Problem to work on | Write out the entries, please, from the line containing "terracotta pot: detect & box" through their final line, exactly and with nothing else.
•••••
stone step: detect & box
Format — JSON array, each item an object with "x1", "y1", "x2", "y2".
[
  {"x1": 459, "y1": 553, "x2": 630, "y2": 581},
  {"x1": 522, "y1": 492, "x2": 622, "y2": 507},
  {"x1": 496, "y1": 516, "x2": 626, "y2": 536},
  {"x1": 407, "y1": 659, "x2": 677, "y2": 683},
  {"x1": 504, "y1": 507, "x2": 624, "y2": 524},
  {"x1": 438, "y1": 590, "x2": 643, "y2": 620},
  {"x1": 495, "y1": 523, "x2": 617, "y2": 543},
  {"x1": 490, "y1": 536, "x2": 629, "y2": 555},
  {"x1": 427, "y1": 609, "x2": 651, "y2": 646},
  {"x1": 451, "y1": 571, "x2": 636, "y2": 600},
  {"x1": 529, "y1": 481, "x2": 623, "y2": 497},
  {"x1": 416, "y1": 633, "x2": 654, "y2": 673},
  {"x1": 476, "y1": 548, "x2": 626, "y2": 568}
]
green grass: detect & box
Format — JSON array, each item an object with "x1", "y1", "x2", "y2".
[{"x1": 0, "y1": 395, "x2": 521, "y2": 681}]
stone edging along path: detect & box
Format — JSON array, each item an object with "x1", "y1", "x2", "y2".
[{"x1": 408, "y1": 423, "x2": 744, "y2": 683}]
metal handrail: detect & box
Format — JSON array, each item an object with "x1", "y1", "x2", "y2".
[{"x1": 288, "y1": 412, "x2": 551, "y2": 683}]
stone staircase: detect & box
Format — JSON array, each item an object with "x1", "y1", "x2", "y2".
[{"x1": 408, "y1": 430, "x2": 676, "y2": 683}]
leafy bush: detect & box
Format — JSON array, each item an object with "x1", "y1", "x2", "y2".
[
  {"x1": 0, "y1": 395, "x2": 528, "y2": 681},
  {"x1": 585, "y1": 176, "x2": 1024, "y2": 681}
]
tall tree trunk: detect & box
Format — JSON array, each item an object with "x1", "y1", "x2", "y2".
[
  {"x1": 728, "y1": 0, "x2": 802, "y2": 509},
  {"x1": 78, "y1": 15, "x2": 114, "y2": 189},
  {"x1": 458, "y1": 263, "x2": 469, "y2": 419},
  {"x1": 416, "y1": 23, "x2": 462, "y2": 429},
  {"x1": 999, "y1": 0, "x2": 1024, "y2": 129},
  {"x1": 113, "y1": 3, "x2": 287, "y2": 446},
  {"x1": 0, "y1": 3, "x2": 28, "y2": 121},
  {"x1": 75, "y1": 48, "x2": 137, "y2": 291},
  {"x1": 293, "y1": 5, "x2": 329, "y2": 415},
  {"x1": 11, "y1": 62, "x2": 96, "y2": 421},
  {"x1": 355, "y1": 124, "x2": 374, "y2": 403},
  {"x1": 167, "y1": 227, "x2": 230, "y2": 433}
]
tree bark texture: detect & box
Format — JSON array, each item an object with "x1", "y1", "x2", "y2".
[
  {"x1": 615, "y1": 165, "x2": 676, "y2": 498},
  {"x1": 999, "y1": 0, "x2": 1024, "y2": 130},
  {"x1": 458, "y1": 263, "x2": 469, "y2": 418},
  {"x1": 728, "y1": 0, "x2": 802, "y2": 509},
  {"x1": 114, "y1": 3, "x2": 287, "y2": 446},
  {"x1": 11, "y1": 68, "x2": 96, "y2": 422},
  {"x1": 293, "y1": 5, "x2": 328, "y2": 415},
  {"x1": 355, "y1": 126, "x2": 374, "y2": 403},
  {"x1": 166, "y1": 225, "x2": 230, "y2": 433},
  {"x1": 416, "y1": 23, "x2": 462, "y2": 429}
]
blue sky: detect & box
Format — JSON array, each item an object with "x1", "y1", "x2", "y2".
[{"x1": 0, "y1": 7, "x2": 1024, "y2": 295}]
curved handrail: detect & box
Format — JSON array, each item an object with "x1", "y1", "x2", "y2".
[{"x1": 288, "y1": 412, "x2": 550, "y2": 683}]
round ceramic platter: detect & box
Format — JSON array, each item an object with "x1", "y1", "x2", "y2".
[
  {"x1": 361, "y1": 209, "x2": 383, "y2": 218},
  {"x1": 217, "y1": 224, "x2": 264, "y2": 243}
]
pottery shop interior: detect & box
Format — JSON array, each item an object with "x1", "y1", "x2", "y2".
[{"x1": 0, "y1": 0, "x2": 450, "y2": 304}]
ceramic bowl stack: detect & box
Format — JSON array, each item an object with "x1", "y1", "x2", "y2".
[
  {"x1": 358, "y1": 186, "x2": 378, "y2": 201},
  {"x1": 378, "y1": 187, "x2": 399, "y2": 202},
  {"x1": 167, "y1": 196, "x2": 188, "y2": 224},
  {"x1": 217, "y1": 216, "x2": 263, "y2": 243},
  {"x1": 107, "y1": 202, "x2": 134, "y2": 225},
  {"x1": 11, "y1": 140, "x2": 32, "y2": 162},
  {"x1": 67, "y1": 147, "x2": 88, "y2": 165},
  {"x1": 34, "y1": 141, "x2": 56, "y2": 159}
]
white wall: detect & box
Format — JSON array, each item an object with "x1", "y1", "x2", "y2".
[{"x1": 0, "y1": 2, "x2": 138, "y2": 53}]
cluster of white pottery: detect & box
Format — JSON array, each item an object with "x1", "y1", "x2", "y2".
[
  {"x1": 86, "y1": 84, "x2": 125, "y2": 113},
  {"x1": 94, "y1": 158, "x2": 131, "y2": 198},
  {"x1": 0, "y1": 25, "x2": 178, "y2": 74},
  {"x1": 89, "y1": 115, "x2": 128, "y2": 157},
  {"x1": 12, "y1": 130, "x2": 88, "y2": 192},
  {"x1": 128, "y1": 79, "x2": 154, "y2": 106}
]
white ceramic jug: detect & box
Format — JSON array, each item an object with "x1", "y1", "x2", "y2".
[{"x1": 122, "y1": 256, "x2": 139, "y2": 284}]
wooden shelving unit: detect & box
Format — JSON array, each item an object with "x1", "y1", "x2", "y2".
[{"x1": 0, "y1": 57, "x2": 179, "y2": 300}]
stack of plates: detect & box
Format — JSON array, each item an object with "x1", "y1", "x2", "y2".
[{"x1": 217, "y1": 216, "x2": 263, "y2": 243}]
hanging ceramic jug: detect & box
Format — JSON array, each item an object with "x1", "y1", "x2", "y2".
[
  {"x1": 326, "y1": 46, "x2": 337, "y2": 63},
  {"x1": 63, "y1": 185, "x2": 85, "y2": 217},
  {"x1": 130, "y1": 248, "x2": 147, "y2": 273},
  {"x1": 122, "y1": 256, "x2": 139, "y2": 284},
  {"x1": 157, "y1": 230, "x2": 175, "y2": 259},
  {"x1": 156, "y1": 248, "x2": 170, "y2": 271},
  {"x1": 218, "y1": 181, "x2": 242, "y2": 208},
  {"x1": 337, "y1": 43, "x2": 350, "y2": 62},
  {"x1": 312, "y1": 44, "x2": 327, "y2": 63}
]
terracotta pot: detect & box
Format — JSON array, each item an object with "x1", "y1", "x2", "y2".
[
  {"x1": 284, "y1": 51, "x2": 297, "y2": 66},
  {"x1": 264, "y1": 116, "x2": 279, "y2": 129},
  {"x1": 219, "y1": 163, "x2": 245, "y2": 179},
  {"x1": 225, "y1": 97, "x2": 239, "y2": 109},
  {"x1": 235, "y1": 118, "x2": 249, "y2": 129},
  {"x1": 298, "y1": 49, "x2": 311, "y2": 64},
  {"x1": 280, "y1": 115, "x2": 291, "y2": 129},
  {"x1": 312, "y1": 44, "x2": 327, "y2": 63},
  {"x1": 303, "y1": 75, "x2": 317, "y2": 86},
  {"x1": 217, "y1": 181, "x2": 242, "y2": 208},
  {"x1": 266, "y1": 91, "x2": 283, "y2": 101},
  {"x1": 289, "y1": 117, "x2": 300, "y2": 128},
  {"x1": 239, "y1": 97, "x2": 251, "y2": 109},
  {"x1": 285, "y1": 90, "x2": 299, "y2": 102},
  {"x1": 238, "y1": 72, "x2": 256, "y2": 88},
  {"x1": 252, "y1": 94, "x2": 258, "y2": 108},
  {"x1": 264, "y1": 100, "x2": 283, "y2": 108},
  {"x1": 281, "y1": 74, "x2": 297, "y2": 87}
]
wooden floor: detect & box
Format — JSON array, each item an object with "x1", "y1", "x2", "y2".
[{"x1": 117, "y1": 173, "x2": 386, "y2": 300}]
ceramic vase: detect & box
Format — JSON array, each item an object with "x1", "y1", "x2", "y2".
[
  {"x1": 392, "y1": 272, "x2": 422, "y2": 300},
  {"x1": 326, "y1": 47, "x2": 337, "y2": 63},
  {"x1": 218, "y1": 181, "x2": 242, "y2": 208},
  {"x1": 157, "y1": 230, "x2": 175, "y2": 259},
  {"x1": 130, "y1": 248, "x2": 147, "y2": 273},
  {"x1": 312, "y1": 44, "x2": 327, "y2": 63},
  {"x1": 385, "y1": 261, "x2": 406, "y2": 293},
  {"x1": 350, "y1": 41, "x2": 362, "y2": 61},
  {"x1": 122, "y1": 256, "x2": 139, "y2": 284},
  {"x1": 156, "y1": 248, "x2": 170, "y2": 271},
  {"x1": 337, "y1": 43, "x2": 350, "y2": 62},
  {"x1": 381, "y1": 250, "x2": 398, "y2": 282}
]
•••••
Expected output |
terracotta pot: detect & box
Format — JSON array, each item an object with "x1", "y1", "x2", "y2".
[
  {"x1": 284, "y1": 51, "x2": 297, "y2": 66},
  {"x1": 264, "y1": 116, "x2": 279, "y2": 129},
  {"x1": 219, "y1": 163, "x2": 245, "y2": 179},
  {"x1": 225, "y1": 97, "x2": 239, "y2": 109},
  {"x1": 235, "y1": 118, "x2": 249, "y2": 129},
  {"x1": 298, "y1": 49, "x2": 311, "y2": 64},
  {"x1": 280, "y1": 115, "x2": 291, "y2": 129},
  {"x1": 312, "y1": 44, "x2": 327, "y2": 63},
  {"x1": 303, "y1": 75, "x2": 317, "y2": 86},
  {"x1": 217, "y1": 181, "x2": 242, "y2": 208},
  {"x1": 266, "y1": 91, "x2": 283, "y2": 101},
  {"x1": 289, "y1": 117, "x2": 300, "y2": 128},
  {"x1": 239, "y1": 97, "x2": 251, "y2": 109},
  {"x1": 285, "y1": 90, "x2": 299, "y2": 102},
  {"x1": 238, "y1": 72, "x2": 256, "y2": 88},
  {"x1": 252, "y1": 94, "x2": 258, "y2": 108},
  {"x1": 264, "y1": 100, "x2": 283, "y2": 108},
  {"x1": 281, "y1": 74, "x2": 297, "y2": 87}
]
wooden floor: detect & box
Format — JSON array, each item an object with "x1", "y1", "x2", "y2".
[{"x1": 117, "y1": 173, "x2": 386, "y2": 300}]
ceramic vase: detect & box
Format — JSON array, each item an object with "x1", "y1", "x2", "y2".
[
  {"x1": 392, "y1": 272, "x2": 422, "y2": 300},
  {"x1": 326, "y1": 47, "x2": 337, "y2": 63},
  {"x1": 218, "y1": 181, "x2": 242, "y2": 208},
  {"x1": 157, "y1": 230, "x2": 175, "y2": 259},
  {"x1": 130, "y1": 248, "x2": 147, "y2": 273},
  {"x1": 312, "y1": 44, "x2": 327, "y2": 63},
  {"x1": 385, "y1": 261, "x2": 406, "y2": 293},
  {"x1": 350, "y1": 41, "x2": 362, "y2": 61},
  {"x1": 122, "y1": 256, "x2": 139, "y2": 284},
  {"x1": 156, "y1": 248, "x2": 170, "y2": 271},
  {"x1": 337, "y1": 43, "x2": 350, "y2": 62},
  {"x1": 381, "y1": 250, "x2": 398, "y2": 282}
]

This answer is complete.